### What the exercise asks
The reply should hold every entry exactly as written and none of the pictures.

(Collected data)
══════
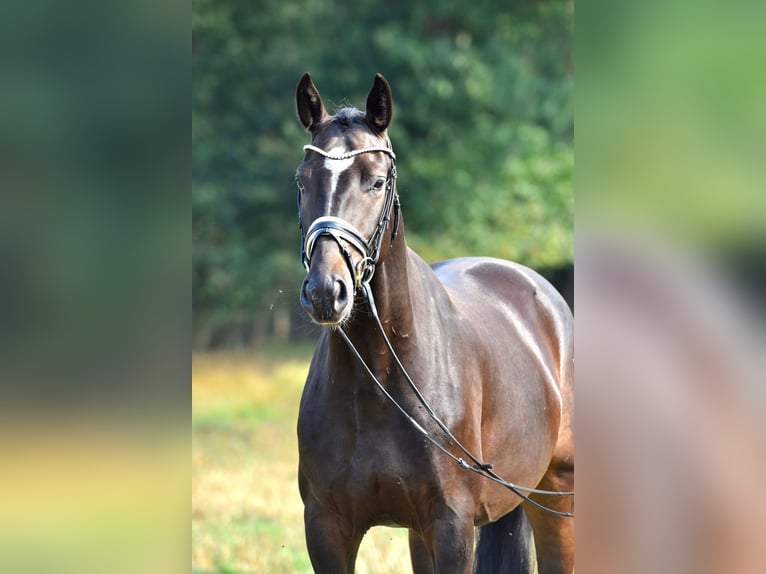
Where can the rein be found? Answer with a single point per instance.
(362, 273)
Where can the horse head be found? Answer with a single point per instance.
(346, 198)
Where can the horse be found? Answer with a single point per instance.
(419, 367)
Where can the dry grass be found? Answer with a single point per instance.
(246, 511)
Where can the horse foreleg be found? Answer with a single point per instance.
(332, 551)
(448, 544)
(420, 555)
(554, 535)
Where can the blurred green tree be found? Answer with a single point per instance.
(483, 128)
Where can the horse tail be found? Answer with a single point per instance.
(506, 546)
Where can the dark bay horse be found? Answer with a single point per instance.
(487, 343)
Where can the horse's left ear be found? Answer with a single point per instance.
(379, 105)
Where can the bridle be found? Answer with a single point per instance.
(340, 229)
(362, 272)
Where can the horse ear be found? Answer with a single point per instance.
(379, 105)
(310, 108)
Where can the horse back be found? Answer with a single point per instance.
(499, 296)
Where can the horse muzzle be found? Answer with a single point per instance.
(327, 291)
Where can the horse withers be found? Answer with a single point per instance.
(428, 381)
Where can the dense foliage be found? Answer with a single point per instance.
══════
### Answer to the problem
Where can the rein be found? Answer with a single point per instance.
(362, 273)
Where can the horse head be found? Answer with a single point per instance.
(346, 198)
Where can the horse be found? Answer with a single point per instance.
(419, 367)
Where can the dry grass be found? Answer with a single point per instance.
(246, 511)
Where can the horse foreleg be found? Answer with a single point per instance.
(332, 551)
(448, 544)
(420, 555)
(554, 535)
Where can the blurred green tree be found? Answer with a single point per instance.
(483, 128)
Where can the horse tail be found? Answer with a single point per instance.
(506, 546)
Where can the dark bay horse be found? Answer with a single point per instance.
(487, 343)
Where can the horse's left ear be found? Answer with a single point per instance.
(379, 105)
Where can the bridle be found? Answer with a single point per instance.
(340, 229)
(362, 272)
Where can the horse ear be found? Answer with a single point per instance.
(379, 105)
(310, 108)
Where can the horse back be found? Answer with a single point per instance.
(499, 296)
Where can the horse muzzle be found? Answer with a single point per instance.
(327, 291)
Where can the horse withers be found? Answer with a single point per instance.
(428, 381)
Where can the dense foliage be found? Answer with a single point per instance.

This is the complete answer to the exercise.